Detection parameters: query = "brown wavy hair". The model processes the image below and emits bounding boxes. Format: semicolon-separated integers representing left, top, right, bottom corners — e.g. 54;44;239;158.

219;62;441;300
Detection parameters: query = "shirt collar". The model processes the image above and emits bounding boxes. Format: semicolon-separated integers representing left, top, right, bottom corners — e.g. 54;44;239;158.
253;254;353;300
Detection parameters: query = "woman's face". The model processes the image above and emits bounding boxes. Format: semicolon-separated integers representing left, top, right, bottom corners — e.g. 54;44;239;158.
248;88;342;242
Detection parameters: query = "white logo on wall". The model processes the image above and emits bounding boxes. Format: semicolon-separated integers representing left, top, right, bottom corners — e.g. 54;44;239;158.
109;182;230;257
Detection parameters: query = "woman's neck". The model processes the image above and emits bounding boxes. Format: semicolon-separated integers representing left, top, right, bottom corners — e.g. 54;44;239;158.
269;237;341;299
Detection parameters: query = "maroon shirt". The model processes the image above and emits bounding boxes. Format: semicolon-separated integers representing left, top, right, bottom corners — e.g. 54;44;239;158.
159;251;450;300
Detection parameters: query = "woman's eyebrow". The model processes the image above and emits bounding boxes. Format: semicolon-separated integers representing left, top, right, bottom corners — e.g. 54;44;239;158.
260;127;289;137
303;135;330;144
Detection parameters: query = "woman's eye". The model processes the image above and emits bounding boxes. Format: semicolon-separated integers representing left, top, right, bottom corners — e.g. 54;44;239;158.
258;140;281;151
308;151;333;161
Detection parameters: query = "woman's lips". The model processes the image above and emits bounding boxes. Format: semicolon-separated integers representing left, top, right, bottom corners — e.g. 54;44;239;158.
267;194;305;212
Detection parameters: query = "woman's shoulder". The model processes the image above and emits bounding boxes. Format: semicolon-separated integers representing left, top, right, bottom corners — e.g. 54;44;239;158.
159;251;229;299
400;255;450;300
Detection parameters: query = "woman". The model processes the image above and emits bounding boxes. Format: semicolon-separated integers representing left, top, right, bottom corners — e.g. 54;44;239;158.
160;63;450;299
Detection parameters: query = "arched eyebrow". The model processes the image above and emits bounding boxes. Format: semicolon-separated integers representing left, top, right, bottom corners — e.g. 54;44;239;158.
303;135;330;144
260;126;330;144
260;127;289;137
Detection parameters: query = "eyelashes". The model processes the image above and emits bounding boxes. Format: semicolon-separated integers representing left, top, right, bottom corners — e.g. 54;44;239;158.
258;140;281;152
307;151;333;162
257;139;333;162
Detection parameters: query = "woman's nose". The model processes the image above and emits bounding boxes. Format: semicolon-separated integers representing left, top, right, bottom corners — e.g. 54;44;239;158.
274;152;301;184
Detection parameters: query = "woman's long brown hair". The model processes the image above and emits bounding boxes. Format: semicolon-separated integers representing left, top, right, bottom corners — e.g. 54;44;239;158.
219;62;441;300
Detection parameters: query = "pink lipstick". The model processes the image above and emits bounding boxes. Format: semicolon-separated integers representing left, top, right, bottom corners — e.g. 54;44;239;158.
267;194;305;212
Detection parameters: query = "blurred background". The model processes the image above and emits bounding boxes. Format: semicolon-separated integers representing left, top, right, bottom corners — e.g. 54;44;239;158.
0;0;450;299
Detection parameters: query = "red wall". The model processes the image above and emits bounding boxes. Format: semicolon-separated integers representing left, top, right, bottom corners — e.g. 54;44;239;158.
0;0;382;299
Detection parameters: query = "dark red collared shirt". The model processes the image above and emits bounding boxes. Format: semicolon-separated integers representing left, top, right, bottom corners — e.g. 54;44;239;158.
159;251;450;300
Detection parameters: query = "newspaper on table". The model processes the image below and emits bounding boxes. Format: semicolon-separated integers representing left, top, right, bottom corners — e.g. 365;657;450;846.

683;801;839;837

▬▬▬▬▬▬▬▬▬▬

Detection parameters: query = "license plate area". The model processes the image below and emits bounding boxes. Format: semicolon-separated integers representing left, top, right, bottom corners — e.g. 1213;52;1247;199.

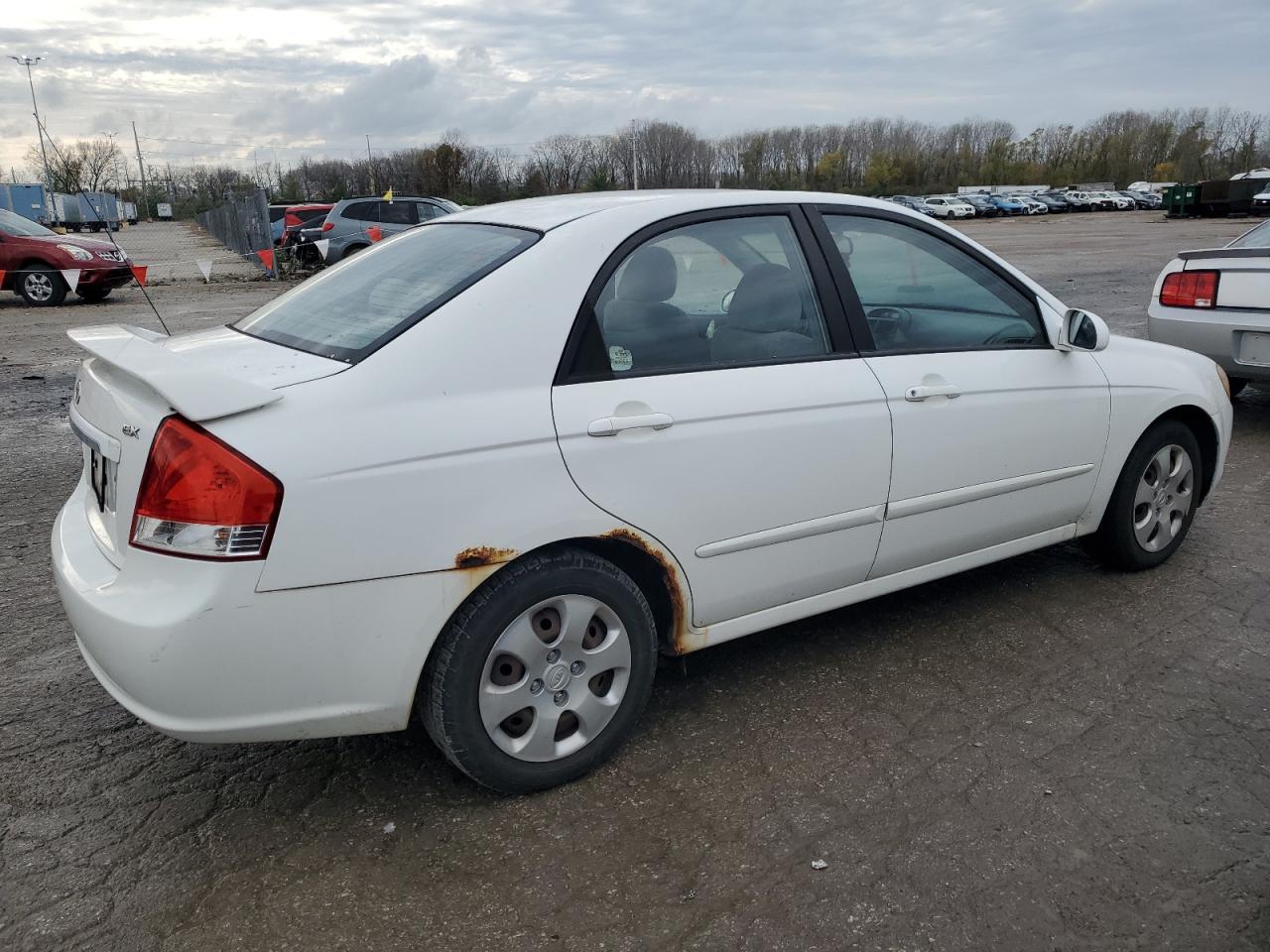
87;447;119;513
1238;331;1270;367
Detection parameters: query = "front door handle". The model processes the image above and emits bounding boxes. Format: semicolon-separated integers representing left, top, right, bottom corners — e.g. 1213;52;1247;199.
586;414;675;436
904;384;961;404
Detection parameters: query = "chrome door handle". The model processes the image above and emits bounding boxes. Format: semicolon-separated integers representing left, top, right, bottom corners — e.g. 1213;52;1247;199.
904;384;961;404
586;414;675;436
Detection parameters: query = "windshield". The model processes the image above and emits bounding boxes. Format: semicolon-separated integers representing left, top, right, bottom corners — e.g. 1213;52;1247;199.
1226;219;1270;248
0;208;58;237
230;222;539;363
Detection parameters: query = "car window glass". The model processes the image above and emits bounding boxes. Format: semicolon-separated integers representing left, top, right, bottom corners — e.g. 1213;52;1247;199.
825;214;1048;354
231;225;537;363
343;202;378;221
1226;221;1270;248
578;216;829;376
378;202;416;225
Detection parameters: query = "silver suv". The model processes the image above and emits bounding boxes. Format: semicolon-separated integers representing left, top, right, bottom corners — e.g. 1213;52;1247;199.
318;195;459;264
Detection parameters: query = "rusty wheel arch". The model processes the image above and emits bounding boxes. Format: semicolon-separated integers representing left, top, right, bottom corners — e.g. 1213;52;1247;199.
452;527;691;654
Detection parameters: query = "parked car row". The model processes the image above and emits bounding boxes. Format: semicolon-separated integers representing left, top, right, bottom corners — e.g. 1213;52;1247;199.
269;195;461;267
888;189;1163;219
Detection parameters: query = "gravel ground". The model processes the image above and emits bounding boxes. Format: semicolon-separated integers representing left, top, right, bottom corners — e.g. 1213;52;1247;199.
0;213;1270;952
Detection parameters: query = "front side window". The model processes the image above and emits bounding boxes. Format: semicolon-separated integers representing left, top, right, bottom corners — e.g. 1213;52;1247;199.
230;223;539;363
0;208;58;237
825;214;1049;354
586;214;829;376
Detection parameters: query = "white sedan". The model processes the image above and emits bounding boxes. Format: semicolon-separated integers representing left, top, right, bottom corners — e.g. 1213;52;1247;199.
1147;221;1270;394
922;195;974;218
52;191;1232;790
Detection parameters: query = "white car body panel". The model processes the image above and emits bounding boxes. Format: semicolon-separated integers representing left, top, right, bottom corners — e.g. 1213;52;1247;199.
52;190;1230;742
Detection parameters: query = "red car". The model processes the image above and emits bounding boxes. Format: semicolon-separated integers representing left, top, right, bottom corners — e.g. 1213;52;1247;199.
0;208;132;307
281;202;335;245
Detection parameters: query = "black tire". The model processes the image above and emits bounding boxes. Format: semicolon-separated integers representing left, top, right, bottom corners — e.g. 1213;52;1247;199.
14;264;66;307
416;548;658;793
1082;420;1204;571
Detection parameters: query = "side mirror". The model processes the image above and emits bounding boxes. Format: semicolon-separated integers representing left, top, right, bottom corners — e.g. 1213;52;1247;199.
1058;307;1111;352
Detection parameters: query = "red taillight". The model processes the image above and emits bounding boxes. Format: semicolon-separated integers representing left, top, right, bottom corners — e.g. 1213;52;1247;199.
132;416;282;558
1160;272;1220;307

▬▬▬▬▬▬▬▬▬▬

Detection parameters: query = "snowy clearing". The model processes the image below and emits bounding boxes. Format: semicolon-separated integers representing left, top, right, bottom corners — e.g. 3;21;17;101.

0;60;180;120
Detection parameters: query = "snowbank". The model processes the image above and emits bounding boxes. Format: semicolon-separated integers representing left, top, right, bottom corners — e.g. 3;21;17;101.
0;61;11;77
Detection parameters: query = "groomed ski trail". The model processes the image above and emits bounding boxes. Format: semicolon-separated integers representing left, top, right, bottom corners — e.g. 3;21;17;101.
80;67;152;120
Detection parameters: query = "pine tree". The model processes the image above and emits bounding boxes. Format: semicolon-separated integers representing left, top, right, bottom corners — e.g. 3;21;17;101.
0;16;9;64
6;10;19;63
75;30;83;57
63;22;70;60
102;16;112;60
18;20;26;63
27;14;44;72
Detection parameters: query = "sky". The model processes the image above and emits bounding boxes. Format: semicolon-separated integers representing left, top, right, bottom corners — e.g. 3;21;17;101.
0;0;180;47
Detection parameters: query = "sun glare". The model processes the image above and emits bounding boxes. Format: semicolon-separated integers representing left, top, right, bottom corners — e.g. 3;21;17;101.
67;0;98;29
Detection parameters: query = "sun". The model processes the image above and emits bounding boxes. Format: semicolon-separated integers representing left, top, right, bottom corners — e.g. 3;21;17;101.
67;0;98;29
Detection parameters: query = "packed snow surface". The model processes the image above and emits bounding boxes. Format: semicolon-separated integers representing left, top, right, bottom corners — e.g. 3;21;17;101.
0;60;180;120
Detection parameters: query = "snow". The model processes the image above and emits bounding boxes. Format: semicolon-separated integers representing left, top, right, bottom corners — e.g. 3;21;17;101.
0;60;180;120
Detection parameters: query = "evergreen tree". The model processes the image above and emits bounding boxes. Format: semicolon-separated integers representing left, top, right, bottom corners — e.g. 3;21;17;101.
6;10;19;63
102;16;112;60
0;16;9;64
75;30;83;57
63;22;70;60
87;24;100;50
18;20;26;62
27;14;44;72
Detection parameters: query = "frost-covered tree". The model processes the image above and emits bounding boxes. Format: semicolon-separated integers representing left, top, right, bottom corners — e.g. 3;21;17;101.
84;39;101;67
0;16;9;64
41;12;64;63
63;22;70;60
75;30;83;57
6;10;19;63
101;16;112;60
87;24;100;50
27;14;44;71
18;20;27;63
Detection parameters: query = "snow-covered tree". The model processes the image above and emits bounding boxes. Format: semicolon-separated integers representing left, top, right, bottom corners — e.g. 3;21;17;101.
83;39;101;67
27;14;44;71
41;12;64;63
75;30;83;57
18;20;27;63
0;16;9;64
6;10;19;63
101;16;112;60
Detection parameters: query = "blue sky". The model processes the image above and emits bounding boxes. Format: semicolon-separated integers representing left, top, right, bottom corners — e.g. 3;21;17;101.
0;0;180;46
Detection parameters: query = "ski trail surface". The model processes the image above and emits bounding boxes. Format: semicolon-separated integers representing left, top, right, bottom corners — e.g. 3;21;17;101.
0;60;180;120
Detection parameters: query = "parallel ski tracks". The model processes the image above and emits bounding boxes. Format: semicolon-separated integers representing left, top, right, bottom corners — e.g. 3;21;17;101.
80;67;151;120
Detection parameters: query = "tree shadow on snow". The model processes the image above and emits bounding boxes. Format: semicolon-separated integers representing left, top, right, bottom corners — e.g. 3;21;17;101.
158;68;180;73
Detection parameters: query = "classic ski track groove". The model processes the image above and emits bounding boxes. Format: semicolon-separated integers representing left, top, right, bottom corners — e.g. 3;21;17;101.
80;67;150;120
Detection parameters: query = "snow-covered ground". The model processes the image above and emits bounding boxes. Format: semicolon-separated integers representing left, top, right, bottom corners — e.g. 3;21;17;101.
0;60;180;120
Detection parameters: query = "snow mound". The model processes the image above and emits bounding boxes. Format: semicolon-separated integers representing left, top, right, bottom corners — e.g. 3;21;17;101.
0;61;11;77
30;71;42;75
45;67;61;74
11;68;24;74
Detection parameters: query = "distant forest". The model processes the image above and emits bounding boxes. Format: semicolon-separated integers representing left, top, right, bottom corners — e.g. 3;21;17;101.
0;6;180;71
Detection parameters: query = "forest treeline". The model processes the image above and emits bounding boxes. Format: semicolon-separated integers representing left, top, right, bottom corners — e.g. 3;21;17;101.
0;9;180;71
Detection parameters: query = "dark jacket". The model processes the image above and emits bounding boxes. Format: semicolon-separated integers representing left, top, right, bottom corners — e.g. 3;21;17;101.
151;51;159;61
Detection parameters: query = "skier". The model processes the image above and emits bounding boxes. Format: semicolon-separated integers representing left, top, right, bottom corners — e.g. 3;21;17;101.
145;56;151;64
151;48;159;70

▬▬▬▬▬▬▬▬▬▬

Please retype the stretch of the material above from the line containing "corners — e.g. 365;657;450;846." through the line containing "683;801;839;837", keeping both of those lines and everything between them unchanged.

Detection parameters: query = "newspaper on table". The model processes the image below and emits bounding boxes. Format: semicolon-separated integers representing left, top, right, bottom corners — e.g. 365;657;450;846.

683;801;839;837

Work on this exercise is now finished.